» Consigna 1
Reescribe como lista de puntos el párrafo del texto sobre el peronismo que empieza con "El peronismo había sido concebido" y conserva sus datos principales.
» Consigna 2
Por favor, escribe la continuación del texto sobre el peronismo a partir de su última oración.

» Fragmento del texto

== == ==

La organización partidaria: transformaciones de largo plazo

El peronismo había sido concebido como un movimiento integrado por tres ramas: la sindical, la política y la femenina. La figura del movimiento, según los peronistas, era superadora de la mera instancia partidaria, que era la rama política. La organización verticalista diseñada por Perón descansaba fuertemente en el movimiento obrero organizado, que le proporcionaba las principales bases de poder. Al ser el sindicalismo la "columna vertebral" del movimiento, no es extraño que haya tenido mucha incidencia en los cuadros partidarios, lo cual quedaba expresado en la participación histórica de sus cuadros con un tercio de los cargos electivos. En 1983 los sindicalistas controlaban los principales órganos partidarios y en las listas de candidatos mantenían esa proporción. Pero a lo largo de la década los representantes del movimiento obrero fueron paulatinamente desplazados de los cargos partidarios y electivos de gobierno hasta que la vida político-partidaria del justicialismo quedó en manos de los políticos. Esa transformación ha sido explicada, entre otros, por dos autores que son de consulta obligada para abordar el tema: Ricardo Gutiérrez y Steven Levitsky, quienes estudian al peronismo en tanto organización.

== == ==

» Fragmentos de datos
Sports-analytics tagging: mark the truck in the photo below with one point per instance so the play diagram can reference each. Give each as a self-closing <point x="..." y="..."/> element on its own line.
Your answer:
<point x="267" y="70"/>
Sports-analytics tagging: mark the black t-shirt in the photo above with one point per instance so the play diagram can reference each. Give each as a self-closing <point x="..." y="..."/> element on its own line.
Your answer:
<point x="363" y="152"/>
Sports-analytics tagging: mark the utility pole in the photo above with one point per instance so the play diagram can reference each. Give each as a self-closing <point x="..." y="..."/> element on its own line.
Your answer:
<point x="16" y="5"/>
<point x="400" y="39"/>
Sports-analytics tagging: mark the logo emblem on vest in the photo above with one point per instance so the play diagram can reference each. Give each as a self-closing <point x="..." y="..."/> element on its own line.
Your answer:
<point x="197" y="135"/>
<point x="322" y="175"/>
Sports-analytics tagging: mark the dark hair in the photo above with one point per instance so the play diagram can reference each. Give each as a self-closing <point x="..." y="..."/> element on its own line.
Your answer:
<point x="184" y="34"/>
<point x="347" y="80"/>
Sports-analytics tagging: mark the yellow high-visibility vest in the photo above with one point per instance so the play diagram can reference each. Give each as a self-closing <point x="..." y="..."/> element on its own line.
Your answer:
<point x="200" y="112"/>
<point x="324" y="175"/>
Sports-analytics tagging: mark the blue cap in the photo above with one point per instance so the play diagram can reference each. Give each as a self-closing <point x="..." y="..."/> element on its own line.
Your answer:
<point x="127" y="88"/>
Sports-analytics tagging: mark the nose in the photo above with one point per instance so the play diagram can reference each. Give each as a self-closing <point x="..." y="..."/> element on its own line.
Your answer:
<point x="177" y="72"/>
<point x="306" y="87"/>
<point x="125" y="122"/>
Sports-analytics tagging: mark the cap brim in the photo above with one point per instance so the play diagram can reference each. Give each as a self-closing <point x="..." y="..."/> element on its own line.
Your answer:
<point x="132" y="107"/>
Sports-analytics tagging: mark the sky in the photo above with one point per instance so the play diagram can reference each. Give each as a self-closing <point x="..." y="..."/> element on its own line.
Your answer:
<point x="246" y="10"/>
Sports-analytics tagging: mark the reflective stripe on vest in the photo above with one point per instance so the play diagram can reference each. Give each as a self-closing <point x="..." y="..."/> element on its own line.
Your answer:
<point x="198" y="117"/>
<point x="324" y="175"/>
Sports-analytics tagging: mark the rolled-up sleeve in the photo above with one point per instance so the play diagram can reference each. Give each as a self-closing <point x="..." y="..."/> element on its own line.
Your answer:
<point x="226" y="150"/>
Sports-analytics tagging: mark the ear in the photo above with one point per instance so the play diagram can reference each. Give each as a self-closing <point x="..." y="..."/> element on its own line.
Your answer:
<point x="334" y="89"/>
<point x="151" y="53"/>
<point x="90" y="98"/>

== == ==

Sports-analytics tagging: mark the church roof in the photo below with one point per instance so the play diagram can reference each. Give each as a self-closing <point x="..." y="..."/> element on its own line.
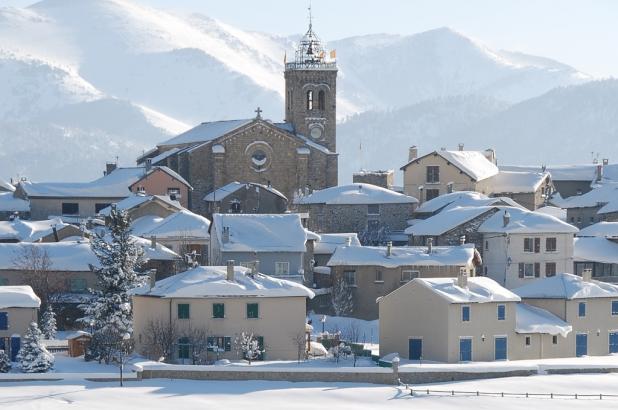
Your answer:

== == ==

» Resultado 1
- El peronismo se concibió como un movimiento de tres ramas: la sindical, la política y la femenina. Para los peronistas, el movimiento superaba la instancia partidaria, que correspondía a la rama política.
- La organización verticalista diseñada por Perón se apoyaba en el movimiento obrero organizado, su principal base de poder.
- El sindicalismo era la "columna vertebral" del movimiento y sus cuadros ocuparon históricamente un tercio de los cargos electivos.
- En 1983 los sindicalistas controlaban los principales órganos partidarios y mantenían esa proporción en las listas de candidatos.
- A lo largo de la década fueron desplazados de los cargos partidarios y electivos, y la vida partidaria del justicialismo quedó en manos de los políticos.
- Ricardo Gutiérrez y Steven Levitsky, que estudian el peronismo como organización, explicaron esa transformación.

» Resultado 2
Gutiérrez (2001) fue pionero al reparar en esa transformación. Para él la desindicalización y la renovación del partido formaron parte de un mismo proceso. Desde la reorganización partidaria iniciada a mediados de 1982 y hasta 1986, el sector sindical -es decir, las 62 Organizaciones Peronistas, y su secretario General, Lorenzo Miguel- retuvo el poder de nominar y negociar los miembros del Consejo Nacional partidario, tal como se hizo evidente en los congresos del Odeón, Santa Rosa de La Pampa y Tucumán. Sin embargo, luego de las elecciones de septiembre de 1987, los renovadores vencieron en elecciones provinciales y legislativas al sector ortodoxo y luego controlaron los órganos directivos del partido. Ya en enero de 1988 los sindicalistas, pese a solicitar que se respetara el cupo sindical del 33% en el CNJ, no lo lograron. Con posterioridad se reformó la carta orgánica del partido, estableciendo un cupo fijo: sólo 17 de los 110 miembros del Consejo podían pertenecer al movimiento obrero.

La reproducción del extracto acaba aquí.